▶ _The request_: Locate every line in the material that contains the word "target", matching case exactly, and copy each of those lines.

-=-=-=-=-

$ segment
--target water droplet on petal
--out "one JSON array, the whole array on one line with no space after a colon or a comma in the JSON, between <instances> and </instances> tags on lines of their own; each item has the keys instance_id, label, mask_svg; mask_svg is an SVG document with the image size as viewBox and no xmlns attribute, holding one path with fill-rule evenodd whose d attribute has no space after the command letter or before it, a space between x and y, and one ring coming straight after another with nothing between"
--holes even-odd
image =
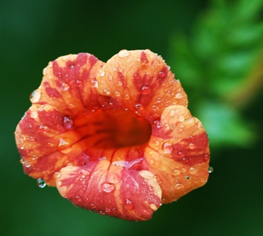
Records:
<instances>
[{"instance_id":1,"label":"water droplet on petal","mask_svg":"<svg viewBox=\"0 0 263 236\"><path fill-rule=\"evenodd\" d=\"M195 174L196 173L196 170L194 167L190 167L189 173L191 174L191 175Z\"/></svg>"},{"instance_id":2,"label":"water droplet on petal","mask_svg":"<svg viewBox=\"0 0 263 236\"><path fill-rule=\"evenodd\" d=\"M175 186L177 187L177 189L181 189L184 187L181 183L177 183L175 184Z\"/></svg>"},{"instance_id":3,"label":"water droplet on petal","mask_svg":"<svg viewBox=\"0 0 263 236\"><path fill-rule=\"evenodd\" d=\"M184 117L182 116L182 115L180 115L178 118L178 120L180 122L182 122L184 121Z\"/></svg>"},{"instance_id":4,"label":"water droplet on petal","mask_svg":"<svg viewBox=\"0 0 263 236\"><path fill-rule=\"evenodd\" d=\"M107 95L110 94L110 91L106 88L103 89L103 93L106 93Z\"/></svg>"},{"instance_id":5,"label":"water droplet on petal","mask_svg":"<svg viewBox=\"0 0 263 236\"><path fill-rule=\"evenodd\" d=\"M175 112L174 110L172 110L171 112L170 112L170 117L173 117L175 114Z\"/></svg>"},{"instance_id":6,"label":"water droplet on petal","mask_svg":"<svg viewBox=\"0 0 263 236\"><path fill-rule=\"evenodd\" d=\"M36 89L30 95L30 100L32 103L37 102L40 99L40 91Z\"/></svg>"},{"instance_id":7,"label":"water droplet on petal","mask_svg":"<svg viewBox=\"0 0 263 236\"><path fill-rule=\"evenodd\" d=\"M123 49L123 50L120 51L118 54L120 57L123 58L123 57L129 56L130 52L126 49Z\"/></svg>"},{"instance_id":8,"label":"water droplet on petal","mask_svg":"<svg viewBox=\"0 0 263 236\"><path fill-rule=\"evenodd\" d=\"M69 144L69 143L65 141L62 138L60 138L60 143L58 144L59 147L67 146L67 144Z\"/></svg>"},{"instance_id":9,"label":"water droplet on petal","mask_svg":"<svg viewBox=\"0 0 263 236\"><path fill-rule=\"evenodd\" d=\"M63 82L61 85L61 88L65 91L69 88L69 85L67 83Z\"/></svg>"},{"instance_id":10,"label":"water droplet on petal","mask_svg":"<svg viewBox=\"0 0 263 236\"><path fill-rule=\"evenodd\" d=\"M109 208L106 208L106 209L105 209L105 212L106 212L106 213L109 213L111 212L111 210L110 210Z\"/></svg>"},{"instance_id":11,"label":"water droplet on petal","mask_svg":"<svg viewBox=\"0 0 263 236\"><path fill-rule=\"evenodd\" d=\"M189 148L190 149L194 149L194 143L189 143Z\"/></svg>"},{"instance_id":12,"label":"water droplet on petal","mask_svg":"<svg viewBox=\"0 0 263 236\"><path fill-rule=\"evenodd\" d=\"M128 210L133 210L133 207L134 207L133 202L128 199L126 199L126 201L125 203L125 206Z\"/></svg>"},{"instance_id":13,"label":"water droplet on petal","mask_svg":"<svg viewBox=\"0 0 263 236\"><path fill-rule=\"evenodd\" d=\"M55 178L59 178L60 176L61 176L61 173L60 173L60 172L59 172L59 171L56 171L56 172L55 172Z\"/></svg>"},{"instance_id":14,"label":"water droplet on petal","mask_svg":"<svg viewBox=\"0 0 263 236\"><path fill-rule=\"evenodd\" d=\"M164 153L171 153L172 151L172 145L170 141L164 142L162 146L162 149Z\"/></svg>"},{"instance_id":15,"label":"water droplet on petal","mask_svg":"<svg viewBox=\"0 0 263 236\"><path fill-rule=\"evenodd\" d=\"M34 136L30 136L29 137L29 141L30 141L31 142L34 141L35 140L35 137Z\"/></svg>"},{"instance_id":16,"label":"water droplet on petal","mask_svg":"<svg viewBox=\"0 0 263 236\"><path fill-rule=\"evenodd\" d=\"M160 78L164 78L165 77L165 73L164 73L164 71L160 71L159 73L158 73L158 76L160 77Z\"/></svg>"},{"instance_id":17,"label":"water droplet on petal","mask_svg":"<svg viewBox=\"0 0 263 236\"><path fill-rule=\"evenodd\" d=\"M63 116L63 127L66 129L71 129L73 127L73 119L69 116Z\"/></svg>"},{"instance_id":18,"label":"water droplet on petal","mask_svg":"<svg viewBox=\"0 0 263 236\"><path fill-rule=\"evenodd\" d=\"M39 178L37 180L37 184L40 188L43 189L46 185L46 183L45 180Z\"/></svg>"},{"instance_id":19,"label":"water droplet on petal","mask_svg":"<svg viewBox=\"0 0 263 236\"><path fill-rule=\"evenodd\" d=\"M117 97L121 96L121 93L119 91L115 91L114 93L115 93L116 96L117 96Z\"/></svg>"},{"instance_id":20,"label":"water droplet on petal","mask_svg":"<svg viewBox=\"0 0 263 236\"><path fill-rule=\"evenodd\" d=\"M119 86L122 86L123 85L123 82L121 82L121 81L118 81L118 85L119 85Z\"/></svg>"},{"instance_id":21,"label":"water droplet on petal","mask_svg":"<svg viewBox=\"0 0 263 236\"><path fill-rule=\"evenodd\" d=\"M140 89L143 95L147 95L151 92L151 88L149 85L143 85Z\"/></svg>"},{"instance_id":22,"label":"water droplet on petal","mask_svg":"<svg viewBox=\"0 0 263 236\"><path fill-rule=\"evenodd\" d=\"M47 126L46 126L44 124L40 124L38 126L38 129L39 130L43 132L43 133L45 133L45 131L47 131Z\"/></svg>"},{"instance_id":23,"label":"water droplet on petal","mask_svg":"<svg viewBox=\"0 0 263 236\"><path fill-rule=\"evenodd\" d=\"M115 189L115 184L113 183L104 183L102 189L105 192L110 193Z\"/></svg>"},{"instance_id":24,"label":"water droplet on petal","mask_svg":"<svg viewBox=\"0 0 263 236\"><path fill-rule=\"evenodd\" d=\"M79 81L79 80L77 80L77 81L76 81L76 85L77 85L77 87L78 87L78 88L83 86L83 83L82 83L82 81Z\"/></svg>"},{"instance_id":25,"label":"water droplet on petal","mask_svg":"<svg viewBox=\"0 0 263 236\"><path fill-rule=\"evenodd\" d=\"M162 98L161 97L157 97L157 102L162 102Z\"/></svg>"},{"instance_id":26,"label":"water droplet on petal","mask_svg":"<svg viewBox=\"0 0 263 236\"><path fill-rule=\"evenodd\" d=\"M153 110L154 111L155 111L155 110L158 108L158 107L157 107L156 105L153 105L152 106L152 110Z\"/></svg>"},{"instance_id":27,"label":"water droplet on petal","mask_svg":"<svg viewBox=\"0 0 263 236\"><path fill-rule=\"evenodd\" d=\"M25 167L27 168L29 168L31 166L31 164L30 163L26 162L25 163Z\"/></svg>"},{"instance_id":28,"label":"water droplet on petal","mask_svg":"<svg viewBox=\"0 0 263 236\"><path fill-rule=\"evenodd\" d=\"M177 93L176 95L175 95L175 98L177 98L177 99L180 99L183 97L183 95L181 95L181 93Z\"/></svg>"},{"instance_id":29,"label":"water droplet on petal","mask_svg":"<svg viewBox=\"0 0 263 236\"><path fill-rule=\"evenodd\" d=\"M92 210L95 210L96 209L96 205L94 203L91 203L91 208Z\"/></svg>"},{"instance_id":30,"label":"water droplet on petal","mask_svg":"<svg viewBox=\"0 0 263 236\"><path fill-rule=\"evenodd\" d=\"M179 170L177 170L177 169L174 169L174 175L180 175L180 171Z\"/></svg>"},{"instance_id":31,"label":"water droplet on petal","mask_svg":"<svg viewBox=\"0 0 263 236\"><path fill-rule=\"evenodd\" d=\"M103 71L103 70L100 70L100 71L99 71L99 75L100 75L101 77L104 76L105 76L105 71Z\"/></svg>"}]
</instances>

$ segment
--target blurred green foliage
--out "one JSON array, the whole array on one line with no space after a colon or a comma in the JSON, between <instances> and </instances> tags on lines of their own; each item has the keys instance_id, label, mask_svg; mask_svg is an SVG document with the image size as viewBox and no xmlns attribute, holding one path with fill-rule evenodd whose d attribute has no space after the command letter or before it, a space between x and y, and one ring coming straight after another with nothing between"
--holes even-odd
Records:
<instances>
[{"instance_id":1,"label":"blurred green foliage","mask_svg":"<svg viewBox=\"0 0 263 236\"><path fill-rule=\"evenodd\" d=\"M258 91L250 88L262 84L262 73L252 78L254 70L263 71L257 67L263 66L262 6L260 0L211 1L190 38L176 34L171 39L171 66L191 95L190 110L204 124L212 148L255 141L242 108Z\"/></svg>"},{"instance_id":2,"label":"blurred green foliage","mask_svg":"<svg viewBox=\"0 0 263 236\"><path fill-rule=\"evenodd\" d=\"M0 1L0 235L263 235L262 1ZM161 54L203 122L214 172L151 220L89 213L23 175L13 132L48 61Z\"/></svg>"}]
</instances>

-=-=-=-=-

▶ _Exercise answer_:
--target water droplet on petal
--target blurred green foliage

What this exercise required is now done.